**Consigne 1:**
D'après l'entretien avec Sandra Patron, à quelle date la nouvelle librairie boutique a-t-elle été inaugurée ?
**Consigne 2:**
Selon l'entretien avec Sandra Patron, pourquoi le musée a-t-il ouvert une librairie boutique ? Répondez en une à trois phrases.
**Consigne 3:**
Indiquez si chacune des affirmations suivantes concorde avec l'entretien avec Sandra Patron, par oui ou par non, en citant les mots décisifs du texte : (a) Sandra Patron dirige le musée régional d'art contemporain Occitanie/Pyrénées-Méditerranée. (b) Le merchandising est développé avec de grandes maisons d'édition. (c) Les produits dérivés sont conçus par l'équipe du musée.

**Extrait:**
╔══

OtherSide

Rencontre avec Sandra Patron, directrice du musée régional d’art contemporain Occitanie/Pyrénées-Méditerranée

Temps de lecture estimé : 7mins

« Il en va de la responsabilité artistique et aussi politique et sociale que les musées, les lieux d’art soient un endroit apaisé d’échanges et de dialogues en cette période de crise que nous traversons ».

9 lives : Suite à l’agrandissement de vos espaces d’exposition, quelles nouveautés proposez vous au public et avec quels objectifs ?

Sandra Patron : Les nouveautés sont de plusieurs ordres. Dès l’accueil du public nous avons inauguré le 24 mars une nouvelle librairie boutique, ce qui manquait à l’échelle du terroir. Cela offre la possibilité de prolonger les expositions à travers livres et catalogues spécialisés et aussi de repartir avec un petit quelque chose, ce pourquoi nous développons un merchandising avec des petites maisons d’éditions et sur des produits dérivés strictement pensés par des artistes.

╚══

Enregistrements extraits d'une collection:
╔══

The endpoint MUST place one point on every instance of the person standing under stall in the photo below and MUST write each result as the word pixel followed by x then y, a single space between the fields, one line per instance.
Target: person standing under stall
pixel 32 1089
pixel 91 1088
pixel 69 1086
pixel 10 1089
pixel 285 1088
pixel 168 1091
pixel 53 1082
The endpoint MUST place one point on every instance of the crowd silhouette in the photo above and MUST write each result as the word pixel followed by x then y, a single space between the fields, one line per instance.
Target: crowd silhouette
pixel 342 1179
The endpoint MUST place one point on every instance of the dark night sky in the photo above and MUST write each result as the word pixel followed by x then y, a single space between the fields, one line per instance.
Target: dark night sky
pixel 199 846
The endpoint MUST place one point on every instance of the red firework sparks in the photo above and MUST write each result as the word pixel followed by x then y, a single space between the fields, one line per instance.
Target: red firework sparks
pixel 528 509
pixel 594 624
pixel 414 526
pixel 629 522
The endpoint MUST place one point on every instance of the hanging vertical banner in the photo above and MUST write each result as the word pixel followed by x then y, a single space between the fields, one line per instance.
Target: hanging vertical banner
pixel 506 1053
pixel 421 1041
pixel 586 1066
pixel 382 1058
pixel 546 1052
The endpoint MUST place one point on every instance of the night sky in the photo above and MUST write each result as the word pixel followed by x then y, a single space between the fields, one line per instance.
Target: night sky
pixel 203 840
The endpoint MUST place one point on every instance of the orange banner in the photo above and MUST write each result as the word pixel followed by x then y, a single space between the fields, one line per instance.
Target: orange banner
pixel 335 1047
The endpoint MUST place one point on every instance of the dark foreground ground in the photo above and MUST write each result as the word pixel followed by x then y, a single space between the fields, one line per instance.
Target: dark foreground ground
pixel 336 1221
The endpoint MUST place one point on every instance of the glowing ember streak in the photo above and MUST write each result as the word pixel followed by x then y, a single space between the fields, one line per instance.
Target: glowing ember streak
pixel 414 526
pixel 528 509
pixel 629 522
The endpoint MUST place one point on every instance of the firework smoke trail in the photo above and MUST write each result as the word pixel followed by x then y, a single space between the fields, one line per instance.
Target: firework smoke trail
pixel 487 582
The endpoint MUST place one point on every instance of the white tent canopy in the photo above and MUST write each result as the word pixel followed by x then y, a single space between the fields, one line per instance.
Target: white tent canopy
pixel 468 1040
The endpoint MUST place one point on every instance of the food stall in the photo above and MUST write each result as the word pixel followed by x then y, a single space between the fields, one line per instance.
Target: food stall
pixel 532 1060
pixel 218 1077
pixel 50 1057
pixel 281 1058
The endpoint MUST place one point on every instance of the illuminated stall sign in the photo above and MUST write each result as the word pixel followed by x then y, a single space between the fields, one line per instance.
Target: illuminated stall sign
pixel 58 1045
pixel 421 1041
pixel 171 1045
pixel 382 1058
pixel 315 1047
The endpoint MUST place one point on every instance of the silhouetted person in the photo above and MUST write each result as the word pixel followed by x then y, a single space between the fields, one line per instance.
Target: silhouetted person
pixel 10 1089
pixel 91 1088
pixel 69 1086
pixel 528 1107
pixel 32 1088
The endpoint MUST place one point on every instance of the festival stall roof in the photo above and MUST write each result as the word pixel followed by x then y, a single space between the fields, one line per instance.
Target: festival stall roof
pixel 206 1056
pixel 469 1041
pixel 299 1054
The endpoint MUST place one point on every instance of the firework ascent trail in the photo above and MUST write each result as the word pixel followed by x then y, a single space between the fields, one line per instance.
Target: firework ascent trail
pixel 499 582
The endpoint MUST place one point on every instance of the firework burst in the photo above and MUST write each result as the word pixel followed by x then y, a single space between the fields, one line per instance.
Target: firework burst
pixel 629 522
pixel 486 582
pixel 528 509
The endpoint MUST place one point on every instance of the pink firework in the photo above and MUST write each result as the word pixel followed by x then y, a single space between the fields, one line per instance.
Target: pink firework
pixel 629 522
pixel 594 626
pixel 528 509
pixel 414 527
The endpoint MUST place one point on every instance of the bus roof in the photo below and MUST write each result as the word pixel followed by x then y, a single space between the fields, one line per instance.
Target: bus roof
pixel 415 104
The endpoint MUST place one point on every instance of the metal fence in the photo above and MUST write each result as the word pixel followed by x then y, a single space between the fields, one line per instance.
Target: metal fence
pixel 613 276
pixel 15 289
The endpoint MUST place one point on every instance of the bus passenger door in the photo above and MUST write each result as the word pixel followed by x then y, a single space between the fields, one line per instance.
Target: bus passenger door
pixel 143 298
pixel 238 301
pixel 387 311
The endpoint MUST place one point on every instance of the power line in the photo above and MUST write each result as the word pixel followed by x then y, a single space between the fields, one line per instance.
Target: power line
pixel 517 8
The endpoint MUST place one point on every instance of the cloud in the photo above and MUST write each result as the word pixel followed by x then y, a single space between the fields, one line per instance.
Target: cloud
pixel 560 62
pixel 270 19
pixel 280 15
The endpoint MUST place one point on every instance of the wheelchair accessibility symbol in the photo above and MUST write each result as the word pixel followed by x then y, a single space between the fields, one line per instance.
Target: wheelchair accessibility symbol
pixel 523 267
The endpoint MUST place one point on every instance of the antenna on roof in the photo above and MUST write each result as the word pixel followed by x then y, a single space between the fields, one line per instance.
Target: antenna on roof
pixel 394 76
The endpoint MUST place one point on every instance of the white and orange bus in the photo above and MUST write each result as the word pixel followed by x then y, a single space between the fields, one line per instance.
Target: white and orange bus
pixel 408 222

╚══

**Réponse 1:**
Le 24 mars.

**Réponse 2:**
Une librairie boutique manquait à l'échelle du terroir. Elle permet de prolonger les expositions à travers des livres et des catalogues spécialisés, et aussi de repartir avec un petit quelque chose.

**Réponse 3:**
(a) Oui : « Sandra Patron, directrice du musée régional d’art contemporain Occitanie/Pyrénées-Méditerranée ».
(b) Non : « nous développons un merchandising avec des petites maisons d’éditions ».
(c) Non : « des produits dérivés strictement pensés par des artistes ».